Chama a atenção o caso de Paracatu, município com 94.023 moradores, que registrou 19,1 vítimas de homicídio para grupos de 100 mil pessoas e uma taxa de 230,7 crimes violentos por 100 mil. São números que colocam o município em 19º lugar entre as cidades acima de 50 mil habitantes com mais mortes proporcionais, e o 7º em relação aos crimes violentos em geral. Em contato com comandantes e chefes de policiamento da ativa ou já inativos da região, o coronel Carlos Júnior, especialista em inteligência de Estado e segurança pública, ouviu que o acolhimento inadequado da mão de obra tem criado espaço propício para o crescimento da criminalidade.
“A chegada de população para atender às mesmas demandas de mão de obra para o agronegócio e a mineração têm trazido muitos problemas. Trazem impacto sobre a necessidade de policiamento das periferias abertas para abrigar esse contingente, que têm experimentado um aumento significativo do tráfico, de acordo com as autoridades”, afirma o especialista. “As drogas e o álcool, somadas a um emprego cíclico, com ondas de desemprego, ampliam a violência. E há também a questão dos estupros. Muitas famílias desestruturadas de várias regiões do país também chegam à região com jovens solteiros à procura de trabalho, e muitos deles normalizam os maus-tratos às mulheres, aumentando também a dificuldade de resolução de conflitos sem o componente violento”, avalia o coronel Carlos Júnior.

◆ **Entradas fornecidas**:
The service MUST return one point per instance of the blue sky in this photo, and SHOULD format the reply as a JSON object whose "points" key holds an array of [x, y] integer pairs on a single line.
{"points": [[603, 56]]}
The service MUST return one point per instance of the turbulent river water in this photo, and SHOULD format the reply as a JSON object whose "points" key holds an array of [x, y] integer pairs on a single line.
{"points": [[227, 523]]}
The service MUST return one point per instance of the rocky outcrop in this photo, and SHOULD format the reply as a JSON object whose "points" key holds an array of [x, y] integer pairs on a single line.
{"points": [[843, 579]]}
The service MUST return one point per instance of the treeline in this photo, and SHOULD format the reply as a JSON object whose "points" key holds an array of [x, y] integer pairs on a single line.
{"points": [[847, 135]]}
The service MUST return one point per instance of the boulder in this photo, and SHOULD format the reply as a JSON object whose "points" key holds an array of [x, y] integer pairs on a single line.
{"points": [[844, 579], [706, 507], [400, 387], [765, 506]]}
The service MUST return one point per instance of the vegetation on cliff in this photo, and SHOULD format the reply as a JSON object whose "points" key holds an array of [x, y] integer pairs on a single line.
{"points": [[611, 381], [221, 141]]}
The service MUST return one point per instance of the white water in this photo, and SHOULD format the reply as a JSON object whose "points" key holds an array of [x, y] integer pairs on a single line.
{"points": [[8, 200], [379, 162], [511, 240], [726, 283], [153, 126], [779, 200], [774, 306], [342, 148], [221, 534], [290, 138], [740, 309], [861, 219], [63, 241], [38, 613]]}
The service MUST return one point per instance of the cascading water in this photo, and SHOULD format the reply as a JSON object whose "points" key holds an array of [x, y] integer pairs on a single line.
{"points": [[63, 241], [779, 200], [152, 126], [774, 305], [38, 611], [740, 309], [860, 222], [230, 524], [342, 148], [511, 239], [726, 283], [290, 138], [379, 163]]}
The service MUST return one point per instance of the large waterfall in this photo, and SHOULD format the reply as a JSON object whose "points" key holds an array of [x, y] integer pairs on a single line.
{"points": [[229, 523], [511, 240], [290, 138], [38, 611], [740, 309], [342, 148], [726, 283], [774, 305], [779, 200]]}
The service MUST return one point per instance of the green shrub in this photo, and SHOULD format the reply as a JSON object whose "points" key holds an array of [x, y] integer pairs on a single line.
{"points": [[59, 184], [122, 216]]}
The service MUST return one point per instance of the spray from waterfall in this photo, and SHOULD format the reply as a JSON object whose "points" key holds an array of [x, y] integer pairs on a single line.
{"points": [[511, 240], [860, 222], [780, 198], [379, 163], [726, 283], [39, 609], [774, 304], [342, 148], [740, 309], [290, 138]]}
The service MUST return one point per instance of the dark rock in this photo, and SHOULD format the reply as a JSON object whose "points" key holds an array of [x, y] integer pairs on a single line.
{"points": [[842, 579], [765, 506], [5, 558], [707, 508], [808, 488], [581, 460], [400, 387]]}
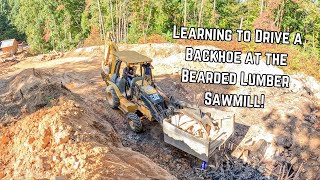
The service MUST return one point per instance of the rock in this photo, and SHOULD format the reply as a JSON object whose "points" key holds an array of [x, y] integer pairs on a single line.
{"points": [[76, 165], [31, 140], [5, 140], [284, 141], [59, 178], [45, 141], [294, 160], [2, 175], [61, 137]]}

◆ **Enunciado 1**:
Responda com base no texto sobre Paracatu:
(a) Quantos moradores tem o município?
(b) Em que posição Paracatu aparece em relação aos crimes violentos em geral entre as cidades acima de 50 mil habitantes?
(c) Segundo o coronel Carlos Júnior, o que, somado a um emprego cíclico, amplia a violência?
◆ **Enunciado 2**:
Repita, sem alterar nada, o trecho do texto sobre Paracatu de "Chama a atenção" a "crescimento da criminalidade.".
◆ **Enunciado 3**:
Retome o texto sobre Paracatu a partir do ponto em que ele para.
As entradas vêm de uma fonte diferente.

◆ **Resposta 1**:
(a) 94.023 moradores.
(b) Em 7º lugar.
(c) As drogas e o álcool.

◆ **Resposta 2**:
Chama a atenção o caso de Paracatu, município com 94.023 moradores, que registrou 19,1 vítimas de homicídio para grupos de 100 mil pessoas e uma taxa de 230,7 crimes violentos por 100 mil. São números que colocam o município em 19º lugar entre as cidades acima de 50 mil habitantes com mais mortes proporcionais, e o 7º em relação aos crimes violentos em geral. Em contato com comandantes e chefes de policiamento da ativa ou já inativos da região, o coronel Carlos Júnior, especialista em inteligência de Estado e segurança pública, ouviu que o acolhimento inadequado da mão de obra tem criado espaço propício para o crescimento da criminalidade.

◆ **Resposta 3**:
Os abusos contra pessoas que por condições particulares não podem se defender chegaram a 14,3% do índice de violência nas duas grandes cidades do Noroeste mineiro, contra 8,2% do verificado nos grandes centros urbanos de Minas, de forma geral. Já a extorsão chega a 8% enquanto no restante das cidades mais populosas a média é de 3,3%.
Por outro lado, o especialista em segurança pública vê esforços que têm contido os avanços do crime organizado. “É uma região que tem a sede da Região Militar, tem uma patrulha rural muito boa, entre as melhores de Minas Gerais”, destaca o coronel Carlos Júnior.
A origem
Os índices da reportagem foram gerados a partir de levantamento com recortes regionais, feito pela equipe do Estado de Minas com consultoria de analistas de segurança pública. Foram usados dados de 2024 da Secretaria de Estado de Justiça e Segurança Pública (Sejusp) sobre crimes, correlacionados com a demografia dos 72 municípios mineiros com mais de 50 mil habitantes, conforme o censo de 2022 do Instituto Brasileiro de Geografia e Estatística (IBGE).
A tipificação da criminalidade
A Secretaria de Estado de Justiça e Segurança Pública (Sejusp) considera como crimes violentos os casos de extorsão mediante sequestro, além das formas tentada e consumada de estupro, extorsão, homicídio (baseado em ocorrências e não no número de vítimas), roubo, sequestro e cárcere privado. Entre essas modalidades, os roubos consumados representam 64,1% dos crimes violentos registrados nos municípios com mais de 50 mil habitantes no estado, sendo a infração com maior peso na composição do índice de violência.
Nos dois maiores municípios da Região Noroeste de Minas – Unaí e Paracatu –, a taxa de crimes violentos atinge a marca de 184,8 por grupo de 100 mil pessoas, superando a taxa estadual (157,3/100 mil). Mas o índice de homicídios fica em 11,6 por 100 mil habitantes, abaixo do geral no estado (13,4/100 mil).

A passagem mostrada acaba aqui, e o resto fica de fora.